▶ **To do**:
A. Reproduce the part of the passage on eutectic crystalline sugar alcohols that opens with the words containing "The eutectic crystalline erythritol/maltitol" and closes with "those described above.".
B. Carry on the passage on eutectic crystalline sugar alcohols, starting after its final sentence.

▶ **Document passage**:

BEGIN

In particular, a preferable eutectic crystalline sorbitol/maltitol is one obtained by adding a powder containing both the sorbitol and maltitol crystals to a liquid composition containing 55 to 70% by weight of sorbitol and 45 to 25% by weight of maltitol, followed by kneading and aging (i.e., an eutectic crystalline sorbitol/maltitol representing a single melting peak at 91±5° C. obtained by differential scanning calorimetry). Here, the same conditions of kneading and aging as those described above are used.

The eutectic crystalline sugar alcohol includes an eutectic crystalline sugar alcohol composed of: for example, sorbitol, erythritol, xylitol, or mannitol; and a disaccharide sugar alcohol such as maltitol, lactitol, α-glucopyranosyl-1,6-mannitol, α-glucopyranosyl-1,6-sorbitol, or cellobitol in addition to the eutectic crystalline sorbitol/maltitol as described in the sixth aspect, and a specific example thereof includes an eutectic crystalline erythritol/maltitol.

The eutectic crystalline erythritol/maltitol is obtained by adding a powder containing erythritol and maltitol crystals to a liquid composition containing 30 to 80% by weight of erythritol and 70 to 20% by weight of maltitol, followed by kneading and aging, which represents a single melting peak at 112±5° C. obtained by differential scanning calorimetry. The kneading conditions and also the aging conditions are the same as those described above.

The resulting eutectic crystalline erythritol/maltitol has characteristics of a good feeling of dissolving in the mouth, hardly feeling astringent taste of erythritol, while having quality of sweetness with a refreshing definite feeling and excellent grindability with low hygroscopicity.

In addition, a specific example of the eutectic crystalline sugar alcohol includes an eutectic crystalline erythritol/α-glucopyranosyl-1,6-mannitol/α-glucopyranosyl-1,6-sorbitol.

The eutectic crystalline erythritol/α-glucopyranosyl-1,6-mannitol/α-glucopyranosyl-1,6-sorbitol is obtained by: adding liquid composition containing 20 to 60% by weight of erythritol, 40 to 20% by weight of α-glucopyranosyl-1,6-mannitol, and 40 to 20% by weight of α-glucopyranosyl-1,6-sorbitol with a powder containing erythritol crystal, α-glucopyranosyl-1,6-mannitol crystal, and α-glucopyranosyl-1,6-sorbitol crystal at a ratio substantially similar to the ratio at which the sugar alcohols are used in the liquid composition; and kneading and aging the resultant. The eutectic crystal shows a single melting peak at 110±5° C. obtained by differential scanning calorimetry. It should be noted that kneading conditions and aging conditions are similar to those of described above.

The resulting eutectic crystalline erythritol/α-glucopyranosyl-1,6-mannitol/α-glucopyranosyl-1,6-sorbitol has characteristics of a good feeling of dissolving in the mouth, hardly feeling astringent taste of erythritol, while having quality of sweetness with a refreshing definite feeling and excellent grindability with low hygroscopicity.

Furthermore, a specific example of an eutectic crystalline sugar alcohol includes an eutectic crystalline erythritol/lactitol.

The eutectic crystalline erythritol/lactitol can be obtained by allowing the liquid composition containing 20 to 80% by weight of erythritol and 80 to 20% by weight of lactitol to be added with a powder that contains erythritol and lactitol crystals at substantially the same usage ratio as that of the sugar alcohols in the liquid composition, followed by kneading and aging. The resulting eutectic crystalline erythritol/lactitol represents a single melting peak at 113±5° C. obtained by differential scanning calorimetry. Here, the same conditions of kneading and aging as those described above are used.

END

Stored data entries

BEGIN

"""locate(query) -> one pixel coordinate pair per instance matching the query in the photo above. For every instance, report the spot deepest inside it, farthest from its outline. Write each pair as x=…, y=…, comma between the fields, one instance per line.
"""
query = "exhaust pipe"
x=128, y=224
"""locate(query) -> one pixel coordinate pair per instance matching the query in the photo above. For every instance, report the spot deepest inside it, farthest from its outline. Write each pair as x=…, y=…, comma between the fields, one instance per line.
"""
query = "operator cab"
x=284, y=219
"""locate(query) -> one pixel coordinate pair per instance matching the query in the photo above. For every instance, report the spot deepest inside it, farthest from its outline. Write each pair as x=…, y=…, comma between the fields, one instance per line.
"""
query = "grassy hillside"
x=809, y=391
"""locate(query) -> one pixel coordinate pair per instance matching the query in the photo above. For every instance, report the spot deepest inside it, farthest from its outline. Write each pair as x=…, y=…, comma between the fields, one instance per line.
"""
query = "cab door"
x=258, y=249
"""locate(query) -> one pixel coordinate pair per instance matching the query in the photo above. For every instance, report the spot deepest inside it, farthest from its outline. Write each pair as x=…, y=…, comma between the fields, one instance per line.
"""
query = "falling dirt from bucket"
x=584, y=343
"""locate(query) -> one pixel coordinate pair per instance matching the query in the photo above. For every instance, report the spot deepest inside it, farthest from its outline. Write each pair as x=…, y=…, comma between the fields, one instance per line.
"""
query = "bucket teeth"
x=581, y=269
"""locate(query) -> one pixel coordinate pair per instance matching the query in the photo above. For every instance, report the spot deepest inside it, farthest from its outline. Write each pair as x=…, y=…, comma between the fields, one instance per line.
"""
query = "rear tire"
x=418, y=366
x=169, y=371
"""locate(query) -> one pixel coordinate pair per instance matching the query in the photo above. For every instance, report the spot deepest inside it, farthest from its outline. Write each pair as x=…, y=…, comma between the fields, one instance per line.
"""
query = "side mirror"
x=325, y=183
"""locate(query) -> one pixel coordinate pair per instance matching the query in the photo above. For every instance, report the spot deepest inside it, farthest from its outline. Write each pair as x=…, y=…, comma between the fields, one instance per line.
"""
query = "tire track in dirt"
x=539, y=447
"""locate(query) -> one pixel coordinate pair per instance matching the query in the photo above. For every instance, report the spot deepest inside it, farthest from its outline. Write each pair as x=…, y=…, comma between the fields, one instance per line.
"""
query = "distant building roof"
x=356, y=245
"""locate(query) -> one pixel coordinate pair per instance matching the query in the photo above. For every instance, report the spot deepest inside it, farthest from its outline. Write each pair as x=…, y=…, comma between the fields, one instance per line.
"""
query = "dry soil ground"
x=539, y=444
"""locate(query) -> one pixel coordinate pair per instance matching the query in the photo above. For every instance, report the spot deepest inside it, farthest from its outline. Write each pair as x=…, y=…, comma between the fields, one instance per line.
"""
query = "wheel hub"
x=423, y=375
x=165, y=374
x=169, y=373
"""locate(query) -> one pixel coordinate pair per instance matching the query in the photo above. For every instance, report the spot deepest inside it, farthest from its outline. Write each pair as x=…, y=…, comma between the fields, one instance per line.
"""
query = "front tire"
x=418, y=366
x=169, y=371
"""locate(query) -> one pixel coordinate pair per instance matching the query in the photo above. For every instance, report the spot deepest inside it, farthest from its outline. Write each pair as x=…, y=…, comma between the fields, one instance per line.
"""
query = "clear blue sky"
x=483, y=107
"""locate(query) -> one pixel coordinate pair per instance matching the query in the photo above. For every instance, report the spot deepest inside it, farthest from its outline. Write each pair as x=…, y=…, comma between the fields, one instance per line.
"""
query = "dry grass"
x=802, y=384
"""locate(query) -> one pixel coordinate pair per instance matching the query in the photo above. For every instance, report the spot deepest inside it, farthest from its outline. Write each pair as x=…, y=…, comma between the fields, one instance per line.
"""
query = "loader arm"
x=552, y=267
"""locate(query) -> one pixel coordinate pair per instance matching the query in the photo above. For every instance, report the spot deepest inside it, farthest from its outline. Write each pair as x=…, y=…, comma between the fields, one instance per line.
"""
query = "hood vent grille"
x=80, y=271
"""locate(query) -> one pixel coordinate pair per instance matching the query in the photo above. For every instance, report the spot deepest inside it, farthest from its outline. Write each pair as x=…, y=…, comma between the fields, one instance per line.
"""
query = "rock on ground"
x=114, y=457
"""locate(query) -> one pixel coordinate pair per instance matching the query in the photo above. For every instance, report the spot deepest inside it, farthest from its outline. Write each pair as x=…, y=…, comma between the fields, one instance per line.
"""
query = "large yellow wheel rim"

END

▶ **Answers to the exercises**:
A.
The eutectic crystalline erythritol/maltitol is obtained by adding a powder containing erythritol and maltitol crystals to a liquid composition containing 30 to 80% by weight of erythritol and 70 to 20% by weight of maltitol, followed by kneading and aging, which represents a single melting peak at 112±5° C. obtained by differential scanning calorimetry. The kneading conditions and also the aging conditions are the same as those described above.

B.
The resulting eutectic crystalline erythritol/lactitol has characteristics of a good feeling of dissolving in the mouth, hardly feeling astringent taste of erythritol, while having quality of sweetness with a refreshing definite feeling and excellent grindability with low hygroscopicity.

Furthermore, a specific example of the eutectic crystalline sugar alcohol includes an eutectic crystalline xylitol/maltitol.

The eutectic crystalline xylitol/maltitol can be obtained by allowing the liquid composition containing 50 to 80% by weight of xylitol and 50 to 20% by weight of maltitol to be added with a powder that contains xylitol and maltitol crystals at substantially the same usage ratio as that of the sugar alcohols in the liquid composition, followed by kneading and aging. The resulting eutectic crystalline xylitol/maltitol represents a single melting peak at 93±5° C. obtained by differential scanning calorimetry. Here, the same conditions of kneading and aging as those described above are used.

The resulting eutectic crystalline xylitol/maltitol has characteristics of a good feeling of dissolving in the mouth, hardly feeling astringent taste of xylitol, while having quality of sweetness with a refreshing definite feeling and excellent grindability with low hygroscopicity.

Furthermore, a specific example of the eutectic crystalline sugar alcohol includes an eutectic crystalline erythritol/xylitol.

The eutectic crystalline erythritol/xylitol can be obtained by allowing a liquid composition containing 20 to 50% by weight of erythritol and 80 to 50% by weight of xylitol to be added with a powder that contains erythritol and xylitol crystals at substantially the same usage ratio as that of the sugar alcohols in the liquid composition, followed by kneading and aging. The resulting eutectic crystalline erythritol/xylitol represents a single melting peak at 93±5° C. obtained by differential scanning calorimetry. Here, the same conditions of kneading and aging as those described above are used.

The resulting eutectic crystalline erythritol/xylitol has characteristics of a good feeling of dissolving in the mouth, a coolness feeling and a refreshing definite feeling, but hardly feeling astringent taste, as well as excellent grindability with low hygroscopicity.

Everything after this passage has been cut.